==== Records shown ====
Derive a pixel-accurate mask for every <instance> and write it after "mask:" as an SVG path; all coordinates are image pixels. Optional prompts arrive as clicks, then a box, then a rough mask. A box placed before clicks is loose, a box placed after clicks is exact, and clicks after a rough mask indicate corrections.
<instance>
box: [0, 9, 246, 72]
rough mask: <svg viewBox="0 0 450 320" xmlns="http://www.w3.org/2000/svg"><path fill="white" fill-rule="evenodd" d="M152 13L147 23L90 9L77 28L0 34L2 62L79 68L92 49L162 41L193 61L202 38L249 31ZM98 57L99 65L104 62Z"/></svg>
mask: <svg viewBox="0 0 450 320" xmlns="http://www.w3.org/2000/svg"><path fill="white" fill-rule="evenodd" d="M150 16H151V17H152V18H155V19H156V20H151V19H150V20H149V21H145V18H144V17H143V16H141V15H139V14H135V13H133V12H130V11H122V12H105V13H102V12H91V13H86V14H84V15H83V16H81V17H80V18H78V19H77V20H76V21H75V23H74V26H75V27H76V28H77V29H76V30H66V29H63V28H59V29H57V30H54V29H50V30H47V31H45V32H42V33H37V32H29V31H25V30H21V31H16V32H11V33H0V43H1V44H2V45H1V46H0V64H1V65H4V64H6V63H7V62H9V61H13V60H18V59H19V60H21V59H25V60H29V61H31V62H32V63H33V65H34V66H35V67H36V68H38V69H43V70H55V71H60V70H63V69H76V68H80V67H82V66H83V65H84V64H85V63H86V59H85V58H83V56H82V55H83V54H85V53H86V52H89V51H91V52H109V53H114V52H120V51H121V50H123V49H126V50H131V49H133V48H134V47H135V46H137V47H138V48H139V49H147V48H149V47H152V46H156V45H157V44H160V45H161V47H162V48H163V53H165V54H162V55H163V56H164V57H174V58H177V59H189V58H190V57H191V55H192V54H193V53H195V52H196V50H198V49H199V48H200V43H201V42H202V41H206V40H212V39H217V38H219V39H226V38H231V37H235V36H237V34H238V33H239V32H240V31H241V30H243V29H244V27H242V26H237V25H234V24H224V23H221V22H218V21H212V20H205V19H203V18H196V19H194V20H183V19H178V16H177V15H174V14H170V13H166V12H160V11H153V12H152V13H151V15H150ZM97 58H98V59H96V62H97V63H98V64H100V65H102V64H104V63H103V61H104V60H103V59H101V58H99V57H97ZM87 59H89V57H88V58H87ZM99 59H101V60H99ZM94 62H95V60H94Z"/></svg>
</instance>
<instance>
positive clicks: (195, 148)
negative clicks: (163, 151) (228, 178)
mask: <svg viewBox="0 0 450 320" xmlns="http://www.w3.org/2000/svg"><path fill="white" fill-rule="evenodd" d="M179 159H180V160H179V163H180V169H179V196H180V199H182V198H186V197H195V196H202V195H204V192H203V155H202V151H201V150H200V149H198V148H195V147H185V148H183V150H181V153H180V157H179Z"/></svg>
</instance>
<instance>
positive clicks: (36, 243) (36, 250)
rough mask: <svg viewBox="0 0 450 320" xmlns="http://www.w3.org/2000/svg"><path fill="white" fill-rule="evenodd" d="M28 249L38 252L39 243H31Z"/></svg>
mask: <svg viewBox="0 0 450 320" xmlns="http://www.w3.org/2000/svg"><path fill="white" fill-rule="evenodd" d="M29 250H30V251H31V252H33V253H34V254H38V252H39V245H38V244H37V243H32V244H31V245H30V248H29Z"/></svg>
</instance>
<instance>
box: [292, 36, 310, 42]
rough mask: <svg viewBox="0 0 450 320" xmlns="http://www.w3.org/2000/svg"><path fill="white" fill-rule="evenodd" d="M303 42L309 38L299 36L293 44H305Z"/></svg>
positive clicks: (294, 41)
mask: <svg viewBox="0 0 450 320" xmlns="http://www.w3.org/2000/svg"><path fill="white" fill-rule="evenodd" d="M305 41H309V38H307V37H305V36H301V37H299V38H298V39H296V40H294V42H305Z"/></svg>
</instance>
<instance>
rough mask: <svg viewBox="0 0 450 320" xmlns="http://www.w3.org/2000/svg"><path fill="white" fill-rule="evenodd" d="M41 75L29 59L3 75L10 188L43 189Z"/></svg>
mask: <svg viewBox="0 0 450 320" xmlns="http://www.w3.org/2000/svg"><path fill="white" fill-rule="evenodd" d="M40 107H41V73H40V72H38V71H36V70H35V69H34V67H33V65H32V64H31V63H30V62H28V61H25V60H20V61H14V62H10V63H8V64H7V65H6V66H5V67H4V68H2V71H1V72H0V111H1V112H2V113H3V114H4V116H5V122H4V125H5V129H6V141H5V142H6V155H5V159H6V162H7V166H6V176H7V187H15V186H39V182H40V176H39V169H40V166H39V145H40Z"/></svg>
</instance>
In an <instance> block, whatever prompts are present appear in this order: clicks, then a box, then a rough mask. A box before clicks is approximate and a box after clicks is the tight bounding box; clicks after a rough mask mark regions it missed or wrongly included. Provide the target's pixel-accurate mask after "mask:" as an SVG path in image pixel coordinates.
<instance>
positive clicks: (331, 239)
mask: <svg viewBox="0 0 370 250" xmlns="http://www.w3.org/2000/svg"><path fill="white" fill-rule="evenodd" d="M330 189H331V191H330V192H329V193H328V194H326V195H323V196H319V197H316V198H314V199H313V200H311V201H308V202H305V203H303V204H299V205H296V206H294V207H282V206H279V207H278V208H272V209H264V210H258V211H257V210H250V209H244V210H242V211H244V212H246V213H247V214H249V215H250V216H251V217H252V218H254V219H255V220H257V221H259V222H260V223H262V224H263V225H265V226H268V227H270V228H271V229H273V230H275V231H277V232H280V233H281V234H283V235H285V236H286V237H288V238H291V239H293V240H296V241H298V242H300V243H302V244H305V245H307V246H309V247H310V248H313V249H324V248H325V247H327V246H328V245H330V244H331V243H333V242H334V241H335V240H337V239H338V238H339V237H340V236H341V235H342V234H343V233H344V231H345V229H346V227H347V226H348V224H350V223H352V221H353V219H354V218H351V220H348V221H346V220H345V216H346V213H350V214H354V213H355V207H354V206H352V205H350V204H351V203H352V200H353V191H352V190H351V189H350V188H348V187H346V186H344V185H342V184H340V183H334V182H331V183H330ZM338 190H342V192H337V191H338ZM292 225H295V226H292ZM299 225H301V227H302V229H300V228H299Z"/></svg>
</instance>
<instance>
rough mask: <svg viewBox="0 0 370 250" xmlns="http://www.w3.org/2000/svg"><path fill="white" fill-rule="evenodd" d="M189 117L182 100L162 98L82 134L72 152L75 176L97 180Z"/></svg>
====
Required work
Output all preceding records character for character.

Output for this task
Derive a pixel-accurate mask for every <instance> and write it after "mask:" as an SVG path; all coordinates are image pixels. Optional prompts arrive as clicks, then a box, then a rough mask. A box placed before clicks is loose, a box placed after clicks is exact, and clicks after a rough mask indicate corrections.
<instance>
box: [0, 9, 246, 72]
rough mask: <svg viewBox="0 0 450 320" xmlns="http://www.w3.org/2000/svg"><path fill="white" fill-rule="evenodd" d="M152 13L147 23L90 9L77 28L0 34L2 62L79 68L92 49L162 41L193 61L202 38L249 31ZM98 57L99 65L104 62Z"/></svg>
mask: <svg viewBox="0 0 450 320" xmlns="http://www.w3.org/2000/svg"><path fill="white" fill-rule="evenodd" d="M150 16H151V17H152V18H155V19H156V20H151V19H150V20H149V21H145V18H144V17H143V16H141V15H139V14H135V13H133V12H130V11H122V12H105V13H102V12H91V13H86V14H84V15H83V16H81V17H80V18H78V19H77V20H76V21H75V23H74V26H75V27H76V28H77V29H76V30H66V29H63V28H59V29H57V30H54V29H50V30H47V31H45V32H42V33H37V32H29V31H25V30H21V31H16V32H11V33H0V43H1V44H2V45H1V46H0V64H1V65H4V64H6V63H7V62H9V61H13V60H18V59H19V60H21V59H25V60H29V61H31V62H32V63H33V65H34V66H35V67H36V68H38V69H43V70H55V71H60V70H63V69H76V68H80V67H82V66H83V65H84V64H85V63H86V59H85V58H83V56H82V55H83V54H85V53H86V52H89V51H91V52H109V53H114V52H120V51H121V50H123V49H126V50H131V49H133V48H134V47H135V46H137V47H138V48H139V49H147V48H149V47H152V46H156V45H157V44H160V45H161V47H162V48H163V53H165V54H162V55H163V56H164V57H174V58H177V59H189V58H190V57H191V55H192V54H193V53H195V52H196V50H198V49H199V48H200V43H201V42H202V41H206V40H212V39H217V38H219V39H226V38H231V37H235V36H237V34H238V33H239V32H240V31H241V30H243V29H244V27H242V26H237V25H234V24H224V23H221V22H218V21H212V20H205V19H203V18H196V19H194V20H183V19H178V16H177V15H174V14H170V13H166V12H160V11H153V12H152V13H151V15H150ZM97 58H98V59H96V62H97V63H98V64H100V65H102V64H104V63H103V61H104V60H103V59H101V58H99V57H97ZM87 59H89V57H88V58H87ZM99 59H101V60H99ZM94 62H95V60H94Z"/></svg>
</instance>
<instance>
positive clicks: (195, 148)
negative clicks: (163, 151) (228, 178)
mask: <svg viewBox="0 0 450 320" xmlns="http://www.w3.org/2000/svg"><path fill="white" fill-rule="evenodd" d="M179 159H180V160H179V163H180V169H179V196H180V199H182V198H186V197H195V196H202V195H204V192H203V155H202V151H201V150H200V149H198V148H195V147H185V148H183V150H181V153H180V157H179Z"/></svg>
</instance>
<instance>
positive clicks: (36, 243) (36, 250)
rough mask: <svg viewBox="0 0 450 320" xmlns="http://www.w3.org/2000/svg"><path fill="white" fill-rule="evenodd" d="M28 249L38 252L39 243H31Z"/></svg>
mask: <svg viewBox="0 0 450 320" xmlns="http://www.w3.org/2000/svg"><path fill="white" fill-rule="evenodd" d="M29 250H30V251H31V252H33V253H34V254H38V252H39V245H38V244H37V243H32V244H31V245H30V248H29Z"/></svg>
</instance>
<instance>
box: [292, 36, 310, 42]
rough mask: <svg viewBox="0 0 450 320" xmlns="http://www.w3.org/2000/svg"><path fill="white" fill-rule="evenodd" d="M303 42L309 38L299 36L293 44H305Z"/></svg>
positive clicks: (294, 41)
mask: <svg viewBox="0 0 450 320" xmlns="http://www.w3.org/2000/svg"><path fill="white" fill-rule="evenodd" d="M305 41H309V38H307V37H305V36H301V37H299V38H298V39H296V40H294V42H305Z"/></svg>
</instance>
<instance>
rough mask: <svg viewBox="0 0 450 320" xmlns="http://www.w3.org/2000/svg"><path fill="white" fill-rule="evenodd" d="M41 75L29 59L3 75L10 188L43 189Z"/></svg>
mask: <svg viewBox="0 0 450 320" xmlns="http://www.w3.org/2000/svg"><path fill="white" fill-rule="evenodd" d="M40 107H41V73H40V72H38V71H36V70H35V69H34V67H33V65H32V64H31V63H30V62H28V61H25V60H20V61H14V62H10V63H8V64H7V65H6V66H5V67H4V68H2V71H1V72H0V111H1V112H2V113H3V114H4V116H5V122H4V125H5V129H6V141H5V142H6V155H5V159H6V162H7V166H6V176H7V187H15V186H39V182H40V176H39V169H40V166H39V145H40Z"/></svg>
</instance>
In an <instance> block, whatever prompts are present appear in this order: clicks, then a box, then a rough mask. A box before clicks is approximate and a box after clicks is the tight bounding box; clicks after a rough mask mark regions it missed or wrongly included. Provide the target's pixel-accurate mask after "mask:" as an SVG path in image pixel coordinates.
<instance>
positive clicks: (331, 239)
mask: <svg viewBox="0 0 370 250" xmlns="http://www.w3.org/2000/svg"><path fill="white" fill-rule="evenodd" d="M330 189H331V191H330V192H329V193H328V194H326V195H323V196H319V197H316V198H314V199H313V200H311V201H308V202H305V203H303V204H299V205H296V206H294V207H282V206H279V207H278V208H272V209H264V210H258V211H257V210H250V209H244V210H242V211H244V212H246V213H247V214H249V215H250V216H251V217H252V218H254V219H255V220H257V221H259V222H260V223H262V224H263V225H265V226H268V227H270V228H271V229H273V230H275V231H277V232H280V233H281V234H283V235H285V236H286V237H288V238H291V239H293V240H296V241H298V242H300V243H302V244H305V245H307V246H309V247H310V248H313V249H324V248H325V247H327V246H328V245H330V244H331V243H333V242H334V241H335V240H337V239H338V238H339V237H340V236H341V235H342V234H343V233H344V231H345V229H346V227H347V226H348V224H350V223H352V221H353V219H354V218H351V220H348V221H346V220H345V216H346V213H350V214H354V213H355V207H354V206H352V205H350V204H351V203H352V200H353V191H352V190H351V189H350V188H348V187H346V186H344V185H342V184H340V183H334V182H331V183H330ZM338 190H342V192H337V191H338ZM292 225H295V226H292ZM299 225H301V227H302V229H300V228H299Z"/></svg>
</instance>
<instance>
rough mask: <svg viewBox="0 0 370 250" xmlns="http://www.w3.org/2000/svg"><path fill="white" fill-rule="evenodd" d="M189 117L182 100L162 98L82 134L72 152L75 176L97 180Z"/></svg>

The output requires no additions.